= Actions to take =
1. In the comments on marijuana laws, who orchestrated marijuana prohibition?
2. List every person named in the comments on marijuana laws.
3. Pick up the comments on marijuana laws after their last sentence and keep writing.

= Provided text =

Well………….that certainly explains politics in Arizona.
So RJ Fletcher… so it is ok to break the law and go around the laws to uphold the law? Sounds like government and law enforcement is corrupt as the criminals. I guess Americans need to embrace their second Amendment rights a little further if thats the case.
Another point, if the government would concentrate on the good laws and enforce them, citizens would feel better about their community and would not have to focus on the little issues that could be solved easily. We don’t care that our president could illegally be in office, but MMJ shops close to schools when you can illegally obtain marijuana in most of the houses next to the school anyway.
When laws are in conflict with common sense or morality, breaking them does no harm. In fact, before administrative (statutory) law took hold, the common law held that for there to be a crime, there must be an injured party. Makes sense to me…if the state can present no evidence of injury, there can be no crime (Beccaria). Tote all the guns you like if you feel the need, just don’t shoot them without cause. Similarly, you can smoke and sell all the herb you like, just not to children. Fair deal?
In regards to your crack about the president being illegally in office, since the last one was never legally president due to vote fraud but was never removed, a precedent has therefore been established and the newest chief executive gets cut a pass, too, regardless of whether some people think his birth certificate is fake. Especially since they were invariably the ones poo-poohing the incontrovertible evidence of the former president’s illegal electoral ascent to power; the shoe’s on the other foot now, that’s all. That’s da real-deal with it.
The only thing illegal about marijuana is the monstrously destructive FRAUD of marijuana prohibition. It was perpetrated in 1937 on false testimony, orchestrated by soon-to-be-out-work alcohol prohibition bureaucrat, Harry Anslinger.

= Data listing =
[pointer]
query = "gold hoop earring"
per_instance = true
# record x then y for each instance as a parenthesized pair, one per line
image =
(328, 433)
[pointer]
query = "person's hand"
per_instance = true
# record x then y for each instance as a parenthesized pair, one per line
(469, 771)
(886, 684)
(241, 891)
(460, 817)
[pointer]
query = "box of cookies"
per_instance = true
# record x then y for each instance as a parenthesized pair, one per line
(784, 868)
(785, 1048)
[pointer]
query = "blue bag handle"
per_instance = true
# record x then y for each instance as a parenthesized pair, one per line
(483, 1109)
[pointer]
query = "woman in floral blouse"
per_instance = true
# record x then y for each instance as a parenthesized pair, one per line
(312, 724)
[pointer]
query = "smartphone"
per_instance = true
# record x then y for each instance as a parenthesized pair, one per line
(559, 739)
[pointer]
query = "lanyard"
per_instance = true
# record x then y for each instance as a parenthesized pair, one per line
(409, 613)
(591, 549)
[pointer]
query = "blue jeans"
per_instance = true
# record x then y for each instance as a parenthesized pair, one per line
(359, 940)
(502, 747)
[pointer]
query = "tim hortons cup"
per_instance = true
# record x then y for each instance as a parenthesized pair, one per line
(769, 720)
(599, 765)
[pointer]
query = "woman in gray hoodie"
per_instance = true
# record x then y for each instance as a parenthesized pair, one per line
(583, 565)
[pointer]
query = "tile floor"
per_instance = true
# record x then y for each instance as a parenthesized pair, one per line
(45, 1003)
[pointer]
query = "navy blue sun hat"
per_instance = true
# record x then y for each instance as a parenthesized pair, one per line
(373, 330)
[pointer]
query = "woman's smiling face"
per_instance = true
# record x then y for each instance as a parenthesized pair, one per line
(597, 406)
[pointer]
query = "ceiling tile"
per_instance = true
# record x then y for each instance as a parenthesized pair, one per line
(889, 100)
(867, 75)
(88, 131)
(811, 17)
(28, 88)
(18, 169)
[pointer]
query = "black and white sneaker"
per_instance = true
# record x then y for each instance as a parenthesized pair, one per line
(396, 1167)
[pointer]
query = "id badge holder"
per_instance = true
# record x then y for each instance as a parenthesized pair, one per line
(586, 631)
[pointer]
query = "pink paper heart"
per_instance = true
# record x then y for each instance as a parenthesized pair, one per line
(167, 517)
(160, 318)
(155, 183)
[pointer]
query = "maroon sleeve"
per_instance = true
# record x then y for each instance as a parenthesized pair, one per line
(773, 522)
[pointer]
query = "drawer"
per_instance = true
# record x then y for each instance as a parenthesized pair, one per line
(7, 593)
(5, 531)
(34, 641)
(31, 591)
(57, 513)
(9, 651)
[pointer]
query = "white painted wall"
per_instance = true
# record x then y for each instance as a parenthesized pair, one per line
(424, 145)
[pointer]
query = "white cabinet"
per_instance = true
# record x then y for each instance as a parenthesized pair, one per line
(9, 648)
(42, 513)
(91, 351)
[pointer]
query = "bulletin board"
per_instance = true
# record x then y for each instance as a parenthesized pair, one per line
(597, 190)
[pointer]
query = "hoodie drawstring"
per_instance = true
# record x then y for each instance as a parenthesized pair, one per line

= Response list =
1. Harry Anslinger

2. RJ Fletcher, Beccaria, Harry Anslinger

3.
http://www.druglibrary.org/schaffer/Histor…
In all its seven miserable decades, it has not garnered a shred of legitimacy and has never accomplished even one positive thing. It has ONLY caused vast amounts of crime, violence, corruption, and the severe diminishment of everyone’s freedom.
Thank goodness polls show a growing majority of Americans now want to end marijuana prohibition. – This crucial justice, and wise economic move, is way past due!
If our mmj law wasn’t written by monopolist for monopolists (i.e. “dispensaries”) law enforcement would be powerless to stop populists from passing around pot…too bad Oregon is soooo cold.
Don Ganganero
>>>”too bad Oregon is soooo cold.”
No problem. Oregon, Colorado and Washington all have re-legalization intiatives on the ballot for November. If just ONE passes, it will cause the collapse of the shaky marijuana prohibition – nationwide!
So, call everyone you know who lives in one of those states and ask them to vote YES. Then, pick a state and send money to their movement. – Freedom is on the way!
still stuck in the legal system for something thats supoose to be legal it got to be the most frustrating thing it like me aganst the state its lkke trying to win a speeding ticket there are no lawyer that specialize in mmj in Tucson and when you take into consideration that eveyone from some police public defenders and prosecutors are aganst it you might as well just start writting checks a pipe has costed me 10 grand and i have a mmj license police targeting people of low income lawyers arent stupid you think ther gonna go to bat for ya wrong ther loyality is to the courts not to a stoner and thats how they see us not as patients whatevr you do dont complain it makes it even worse all police got to do is get you in court and its over thank you to the police that dont lie on there reports and who honor the mmj license wheres normal when you need them
They broke the law and the arizona rules by dealing out the back door and they were allowed to reopen. Get caught red handed and get off scott free to do it again. Sell all the drugs you want because its just a slap on the wrist for open dealing.